** Short problem **
With pictures omitted, copy exactly the lines from the one containing "Identify the shed" through the end of the records below.

|---|

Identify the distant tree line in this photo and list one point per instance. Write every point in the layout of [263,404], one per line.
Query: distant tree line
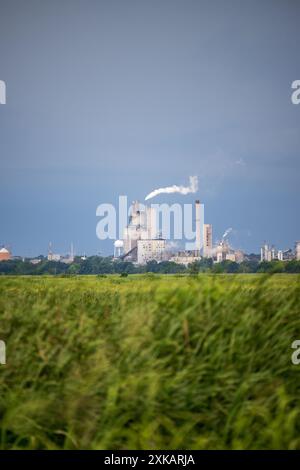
[107,265]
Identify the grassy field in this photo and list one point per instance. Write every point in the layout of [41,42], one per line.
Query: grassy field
[150,362]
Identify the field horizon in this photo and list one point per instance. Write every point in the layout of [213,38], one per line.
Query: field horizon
[150,362]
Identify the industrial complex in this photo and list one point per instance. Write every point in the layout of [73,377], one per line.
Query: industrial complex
[143,242]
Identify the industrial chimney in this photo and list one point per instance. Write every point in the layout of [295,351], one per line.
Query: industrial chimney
[198,230]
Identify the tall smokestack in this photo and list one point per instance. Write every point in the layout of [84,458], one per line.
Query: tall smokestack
[198,230]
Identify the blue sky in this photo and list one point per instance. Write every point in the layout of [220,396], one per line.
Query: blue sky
[120,97]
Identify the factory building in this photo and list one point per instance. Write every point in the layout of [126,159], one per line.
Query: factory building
[268,253]
[148,250]
[186,257]
[225,253]
[140,242]
[5,254]
[207,241]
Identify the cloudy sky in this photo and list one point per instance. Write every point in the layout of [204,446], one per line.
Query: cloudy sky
[120,97]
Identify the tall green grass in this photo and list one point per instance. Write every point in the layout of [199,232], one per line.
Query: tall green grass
[150,362]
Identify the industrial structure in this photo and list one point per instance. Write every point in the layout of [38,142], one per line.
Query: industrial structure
[142,241]
[5,254]
[270,253]
[297,251]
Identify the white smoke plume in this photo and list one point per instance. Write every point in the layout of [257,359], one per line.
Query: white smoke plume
[192,188]
[227,232]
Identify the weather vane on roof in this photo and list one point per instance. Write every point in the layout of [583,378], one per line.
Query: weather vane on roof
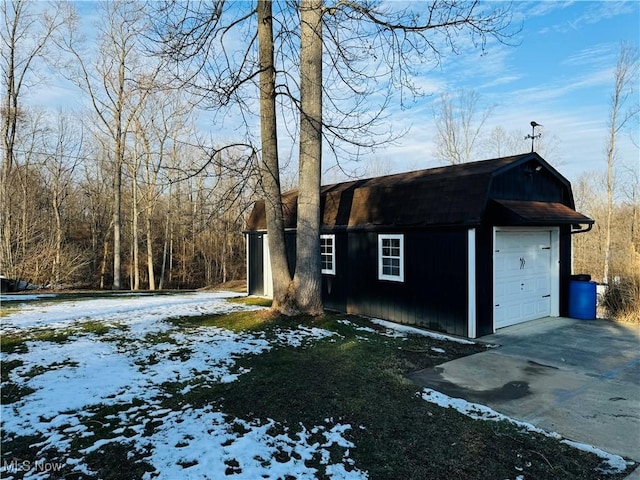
[533,135]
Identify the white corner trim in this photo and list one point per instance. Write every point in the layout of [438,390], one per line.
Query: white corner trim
[471,283]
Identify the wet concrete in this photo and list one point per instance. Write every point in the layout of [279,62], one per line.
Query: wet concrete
[579,379]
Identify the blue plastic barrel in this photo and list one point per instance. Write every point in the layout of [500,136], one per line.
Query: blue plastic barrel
[582,300]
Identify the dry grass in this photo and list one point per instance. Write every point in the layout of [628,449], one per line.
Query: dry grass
[622,298]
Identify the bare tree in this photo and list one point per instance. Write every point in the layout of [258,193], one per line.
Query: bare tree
[623,109]
[307,282]
[25,35]
[459,123]
[65,148]
[350,34]
[116,83]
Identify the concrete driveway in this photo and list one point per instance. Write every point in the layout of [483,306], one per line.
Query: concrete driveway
[578,378]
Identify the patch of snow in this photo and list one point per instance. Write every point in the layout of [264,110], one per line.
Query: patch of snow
[302,335]
[616,463]
[74,377]
[398,330]
[26,297]
[358,327]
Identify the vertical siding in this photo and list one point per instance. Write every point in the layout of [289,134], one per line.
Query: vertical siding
[434,291]
[255,282]
[335,287]
[565,269]
[516,184]
[484,280]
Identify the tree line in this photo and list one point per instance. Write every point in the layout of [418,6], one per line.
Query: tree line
[128,193]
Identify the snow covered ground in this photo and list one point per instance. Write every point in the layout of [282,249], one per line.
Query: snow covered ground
[125,366]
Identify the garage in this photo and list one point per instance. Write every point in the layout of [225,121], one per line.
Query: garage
[525,275]
[476,246]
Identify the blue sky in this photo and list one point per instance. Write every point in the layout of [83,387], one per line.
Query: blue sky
[559,74]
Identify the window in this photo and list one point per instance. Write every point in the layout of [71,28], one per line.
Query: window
[391,257]
[328,254]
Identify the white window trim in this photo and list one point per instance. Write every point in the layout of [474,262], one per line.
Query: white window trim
[331,237]
[382,276]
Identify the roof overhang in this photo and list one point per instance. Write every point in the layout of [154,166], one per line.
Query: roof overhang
[532,213]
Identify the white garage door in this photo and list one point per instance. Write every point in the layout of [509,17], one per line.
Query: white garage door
[523,276]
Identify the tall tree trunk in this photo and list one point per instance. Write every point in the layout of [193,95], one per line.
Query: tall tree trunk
[58,247]
[308,277]
[152,278]
[164,253]
[117,223]
[269,166]
[134,234]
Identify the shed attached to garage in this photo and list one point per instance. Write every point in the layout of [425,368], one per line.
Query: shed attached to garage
[464,249]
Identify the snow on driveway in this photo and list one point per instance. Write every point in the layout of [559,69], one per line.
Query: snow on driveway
[126,367]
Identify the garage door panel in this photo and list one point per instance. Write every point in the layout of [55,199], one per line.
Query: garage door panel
[522,276]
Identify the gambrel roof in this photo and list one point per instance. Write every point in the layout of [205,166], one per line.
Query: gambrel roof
[516,190]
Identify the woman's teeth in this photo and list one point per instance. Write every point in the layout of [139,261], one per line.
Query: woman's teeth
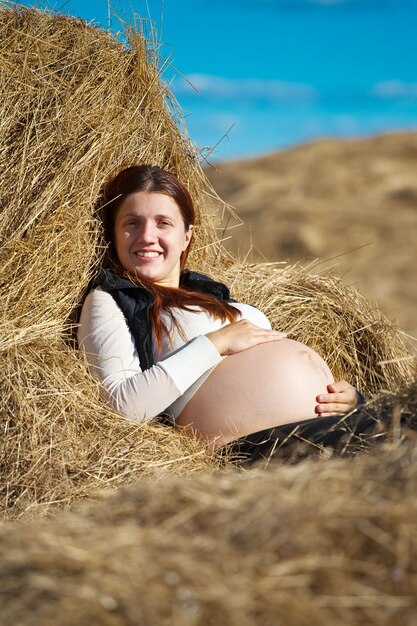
[147,255]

|---|

** Output below **
Identify the shed attached to garage in this photo and list one point per instance. Write every point in the layout of [425,368], one per line.
Query: shed attached to garage
[464,249]
Identify the snow on driveway in this photo and list one point per instance. Write every point in the layout of [559,69], one per line.
Query: snow on driveway
[126,367]
Identify the garage door panel in this photo and list one point per instance. Write every point in the layout of [55,199], one per line.
Query: garage door panel
[522,276]
Identify the gambrel roof in this photo and list one point per instance. Write every point in the layout of [205,166], one per line.
Query: gambrel roof
[516,190]
Identify the woman's teeth in this photo and list one point per instance. Write every point in the layout of [139,261], one per line.
Query: woman's teeth
[147,255]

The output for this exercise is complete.